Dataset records
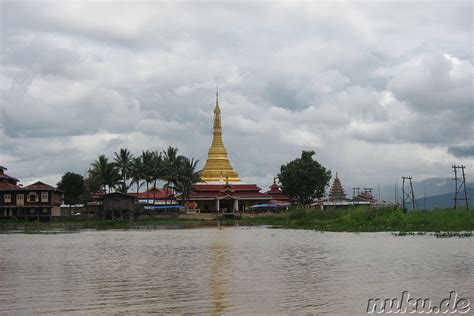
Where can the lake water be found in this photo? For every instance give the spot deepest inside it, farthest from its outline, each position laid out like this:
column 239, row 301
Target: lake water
column 233, row 270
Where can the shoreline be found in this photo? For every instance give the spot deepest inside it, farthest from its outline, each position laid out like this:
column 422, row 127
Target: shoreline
column 352, row 220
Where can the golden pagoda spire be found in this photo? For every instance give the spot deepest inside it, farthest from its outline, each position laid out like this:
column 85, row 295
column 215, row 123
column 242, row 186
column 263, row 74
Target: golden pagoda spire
column 217, row 164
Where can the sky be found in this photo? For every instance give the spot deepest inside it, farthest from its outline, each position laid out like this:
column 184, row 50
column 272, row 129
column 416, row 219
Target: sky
column 379, row 90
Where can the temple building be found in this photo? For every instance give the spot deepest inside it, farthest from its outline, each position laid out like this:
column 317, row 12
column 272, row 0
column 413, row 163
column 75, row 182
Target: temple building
column 337, row 192
column 221, row 189
column 217, row 165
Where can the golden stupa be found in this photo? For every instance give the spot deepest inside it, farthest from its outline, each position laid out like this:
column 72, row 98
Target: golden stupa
column 217, row 167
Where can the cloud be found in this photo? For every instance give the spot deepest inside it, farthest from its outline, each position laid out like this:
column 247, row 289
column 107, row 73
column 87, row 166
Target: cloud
column 462, row 151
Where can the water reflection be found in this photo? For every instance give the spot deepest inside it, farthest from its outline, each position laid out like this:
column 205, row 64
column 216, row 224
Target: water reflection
column 218, row 284
column 236, row 270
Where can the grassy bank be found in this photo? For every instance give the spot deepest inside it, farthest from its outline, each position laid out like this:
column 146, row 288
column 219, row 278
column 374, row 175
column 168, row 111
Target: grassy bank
column 72, row 224
column 365, row 219
column 360, row 219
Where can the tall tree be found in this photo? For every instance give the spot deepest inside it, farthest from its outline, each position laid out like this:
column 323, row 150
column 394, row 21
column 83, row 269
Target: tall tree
column 157, row 170
column 171, row 162
column 147, row 158
column 123, row 161
column 187, row 176
column 304, row 179
column 136, row 172
column 72, row 184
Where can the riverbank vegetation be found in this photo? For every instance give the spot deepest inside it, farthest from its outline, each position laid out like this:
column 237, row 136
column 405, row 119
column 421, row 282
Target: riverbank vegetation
column 356, row 219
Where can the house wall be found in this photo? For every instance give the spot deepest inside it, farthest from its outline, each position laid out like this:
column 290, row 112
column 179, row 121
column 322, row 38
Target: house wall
column 27, row 204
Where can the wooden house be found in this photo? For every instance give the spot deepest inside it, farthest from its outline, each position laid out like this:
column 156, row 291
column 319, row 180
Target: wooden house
column 36, row 201
column 117, row 205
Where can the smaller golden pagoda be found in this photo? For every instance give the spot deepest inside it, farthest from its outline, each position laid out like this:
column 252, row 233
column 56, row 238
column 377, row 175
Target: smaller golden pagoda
column 217, row 167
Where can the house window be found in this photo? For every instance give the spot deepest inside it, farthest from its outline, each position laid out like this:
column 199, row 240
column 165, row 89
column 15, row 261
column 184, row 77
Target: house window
column 32, row 197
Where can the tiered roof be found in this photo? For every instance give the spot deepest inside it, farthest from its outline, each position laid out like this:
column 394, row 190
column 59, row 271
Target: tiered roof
column 40, row 186
column 204, row 191
column 337, row 192
column 156, row 193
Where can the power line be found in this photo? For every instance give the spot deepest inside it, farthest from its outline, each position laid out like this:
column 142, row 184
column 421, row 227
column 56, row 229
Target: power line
column 408, row 195
column 461, row 186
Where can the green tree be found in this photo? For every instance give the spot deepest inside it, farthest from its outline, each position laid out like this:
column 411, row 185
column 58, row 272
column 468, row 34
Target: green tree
column 137, row 173
column 171, row 162
column 72, row 184
column 157, row 169
column 304, row 179
column 147, row 161
column 105, row 173
column 123, row 161
column 187, row 176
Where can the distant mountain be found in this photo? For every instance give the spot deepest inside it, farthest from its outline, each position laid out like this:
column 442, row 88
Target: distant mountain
column 444, row 200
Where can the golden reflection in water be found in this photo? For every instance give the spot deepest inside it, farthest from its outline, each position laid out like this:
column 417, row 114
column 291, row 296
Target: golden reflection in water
column 218, row 283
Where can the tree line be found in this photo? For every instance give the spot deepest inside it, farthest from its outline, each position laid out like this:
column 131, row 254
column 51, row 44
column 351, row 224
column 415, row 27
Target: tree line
column 127, row 172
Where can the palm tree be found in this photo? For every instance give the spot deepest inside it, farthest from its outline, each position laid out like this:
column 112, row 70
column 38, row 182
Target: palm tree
column 171, row 162
column 187, row 176
column 105, row 173
column 157, row 169
column 123, row 161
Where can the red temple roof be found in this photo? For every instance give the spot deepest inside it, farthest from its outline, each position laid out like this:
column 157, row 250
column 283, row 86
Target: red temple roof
column 41, row 186
column 154, row 192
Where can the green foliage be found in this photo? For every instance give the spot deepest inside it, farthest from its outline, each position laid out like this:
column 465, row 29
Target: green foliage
column 123, row 161
column 304, row 179
column 72, row 184
column 369, row 219
column 105, row 173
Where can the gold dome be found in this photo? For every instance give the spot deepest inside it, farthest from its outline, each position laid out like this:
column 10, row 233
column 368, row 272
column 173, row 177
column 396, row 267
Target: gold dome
column 217, row 165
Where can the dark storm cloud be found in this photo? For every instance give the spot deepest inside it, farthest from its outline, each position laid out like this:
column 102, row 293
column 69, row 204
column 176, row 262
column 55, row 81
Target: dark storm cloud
column 343, row 78
column 462, row 151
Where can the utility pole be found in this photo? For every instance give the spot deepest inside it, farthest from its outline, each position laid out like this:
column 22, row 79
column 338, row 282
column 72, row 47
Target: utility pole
column 355, row 193
column 459, row 187
column 408, row 196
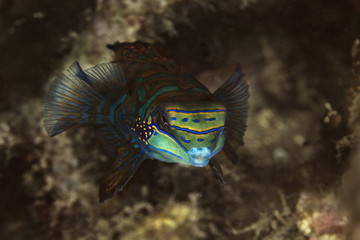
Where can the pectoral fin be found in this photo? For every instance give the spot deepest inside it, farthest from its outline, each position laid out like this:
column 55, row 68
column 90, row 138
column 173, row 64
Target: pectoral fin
column 234, row 93
column 215, row 166
column 124, row 167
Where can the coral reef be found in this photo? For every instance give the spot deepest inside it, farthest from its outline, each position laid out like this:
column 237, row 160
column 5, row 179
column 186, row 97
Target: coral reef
column 298, row 176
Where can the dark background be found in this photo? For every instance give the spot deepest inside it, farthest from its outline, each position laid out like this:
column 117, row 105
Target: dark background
column 297, row 176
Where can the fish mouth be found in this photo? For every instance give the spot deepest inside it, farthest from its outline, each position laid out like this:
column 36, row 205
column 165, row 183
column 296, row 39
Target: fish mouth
column 199, row 162
column 199, row 157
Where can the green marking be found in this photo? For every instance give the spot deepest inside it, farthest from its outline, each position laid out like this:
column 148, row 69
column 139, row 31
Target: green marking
column 153, row 97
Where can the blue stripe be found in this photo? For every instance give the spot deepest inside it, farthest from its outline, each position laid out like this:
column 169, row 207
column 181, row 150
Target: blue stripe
column 187, row 141
column 163, row 150
column 156, row 125
column 196, row 132
column 195, row 111
column 215, row 152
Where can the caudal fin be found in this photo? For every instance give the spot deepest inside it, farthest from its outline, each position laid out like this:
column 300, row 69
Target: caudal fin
column 80, row 98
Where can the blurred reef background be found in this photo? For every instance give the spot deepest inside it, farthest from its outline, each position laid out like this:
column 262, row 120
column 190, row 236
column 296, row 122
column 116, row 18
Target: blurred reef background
column 299, row 173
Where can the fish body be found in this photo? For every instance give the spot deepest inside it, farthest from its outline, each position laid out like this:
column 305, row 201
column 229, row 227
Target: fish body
column 144, row 106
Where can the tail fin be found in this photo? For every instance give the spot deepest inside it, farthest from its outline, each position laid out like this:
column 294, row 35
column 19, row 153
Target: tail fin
column 234, row 93
column 80, row 97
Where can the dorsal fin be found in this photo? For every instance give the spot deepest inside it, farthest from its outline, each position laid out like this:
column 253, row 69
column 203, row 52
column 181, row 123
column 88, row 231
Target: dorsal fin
column 80, row 97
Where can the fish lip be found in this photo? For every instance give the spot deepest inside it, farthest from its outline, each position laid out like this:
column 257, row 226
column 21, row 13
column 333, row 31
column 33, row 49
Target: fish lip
column 199, row 162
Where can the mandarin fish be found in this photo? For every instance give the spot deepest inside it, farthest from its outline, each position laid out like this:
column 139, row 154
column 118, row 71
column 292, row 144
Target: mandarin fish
column 144, row 106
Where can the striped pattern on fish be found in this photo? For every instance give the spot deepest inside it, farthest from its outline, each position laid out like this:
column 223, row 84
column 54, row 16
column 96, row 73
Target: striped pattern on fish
column 145, row 107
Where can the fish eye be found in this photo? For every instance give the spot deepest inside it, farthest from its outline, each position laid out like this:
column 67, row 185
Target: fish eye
column 164, row 120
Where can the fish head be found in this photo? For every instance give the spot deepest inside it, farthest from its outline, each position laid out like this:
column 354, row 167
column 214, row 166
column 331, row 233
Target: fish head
column 189, row 133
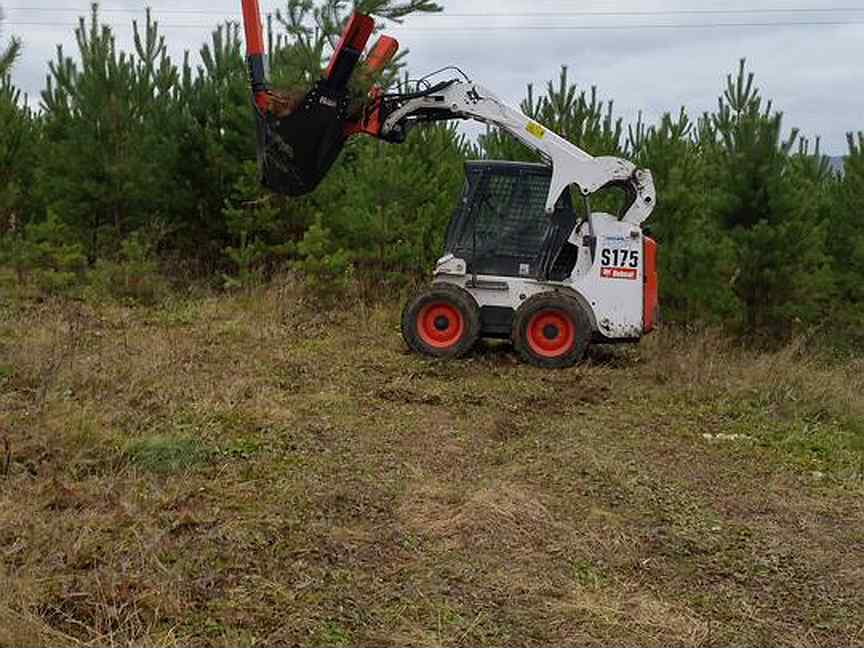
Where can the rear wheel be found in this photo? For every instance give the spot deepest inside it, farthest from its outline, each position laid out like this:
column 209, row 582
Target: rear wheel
column 442, row 321
column 551, row 331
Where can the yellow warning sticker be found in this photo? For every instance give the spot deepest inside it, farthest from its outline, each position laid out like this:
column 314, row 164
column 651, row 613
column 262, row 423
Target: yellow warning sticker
column 536, row 130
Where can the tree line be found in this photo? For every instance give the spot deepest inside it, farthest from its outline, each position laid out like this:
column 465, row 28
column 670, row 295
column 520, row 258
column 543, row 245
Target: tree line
column 133, row 168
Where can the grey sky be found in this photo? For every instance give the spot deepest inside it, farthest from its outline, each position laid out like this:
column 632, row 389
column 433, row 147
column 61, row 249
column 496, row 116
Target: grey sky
column 814, row 73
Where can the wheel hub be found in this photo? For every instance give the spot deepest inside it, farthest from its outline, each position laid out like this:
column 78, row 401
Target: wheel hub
column 550, row 332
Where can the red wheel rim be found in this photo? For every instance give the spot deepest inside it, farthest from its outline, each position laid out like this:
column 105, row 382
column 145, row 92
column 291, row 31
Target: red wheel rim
column 551, row 333
column 440, row 325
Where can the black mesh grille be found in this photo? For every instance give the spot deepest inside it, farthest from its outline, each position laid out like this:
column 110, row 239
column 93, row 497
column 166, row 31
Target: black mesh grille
column 501, row 226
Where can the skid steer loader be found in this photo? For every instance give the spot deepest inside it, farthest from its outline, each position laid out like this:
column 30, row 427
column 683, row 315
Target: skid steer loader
column 525, row 257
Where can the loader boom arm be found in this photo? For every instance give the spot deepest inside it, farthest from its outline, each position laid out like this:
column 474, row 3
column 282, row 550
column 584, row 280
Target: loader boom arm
column 570, row 164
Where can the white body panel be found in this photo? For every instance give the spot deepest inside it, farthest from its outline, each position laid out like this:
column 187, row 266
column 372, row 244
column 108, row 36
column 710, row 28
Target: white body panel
column 610, row 282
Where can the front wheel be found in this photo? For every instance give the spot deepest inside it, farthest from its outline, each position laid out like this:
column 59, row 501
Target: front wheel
column 442, row 320
column 551, row 330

* _WORK INSTRUCTION_: Although the records hold pictures, the copy must not; give again exactly the lines from the one with "column 176, row 262" through the one with "Where can the dark background".

* _OUTPUT OF THE EXERCISE_:
column 176, row 262
column 55, row 81
Target: dark storm cloud
column 343, row 78
column 462, row 151
Where can the utility pole be found in this photo? For every instance give the spot deepest inside it, farthest from its outline, each position laid out like this:
column 22, row 79
column 338, row 282
column 72, row 47
Target: utility pole
column 355, row 193
column 459, row 187
column 408, row 196
Where can the pectoral fin be found in this photo? For every instance give the spot deepest inside it, farthest from its outline, each position laid out like this:
column 55, row 68
column 90, row 138
column 173, row 64
Target: pectoral fin
column 234, row 93
column 215, row 166
column 124, row 167
Where can the coral reef be found in this photo? For every instance give the spot deepest inside it, farthest from its outline, each position laid out like this:
column 237, row 160
column 5, row 179
column 186, row 97
Target: coral reef
column 298, row 176
Where can the dark background be found in this photo? For every instance give the spot deepest inside it, farthest from its outline, each position laid out like this:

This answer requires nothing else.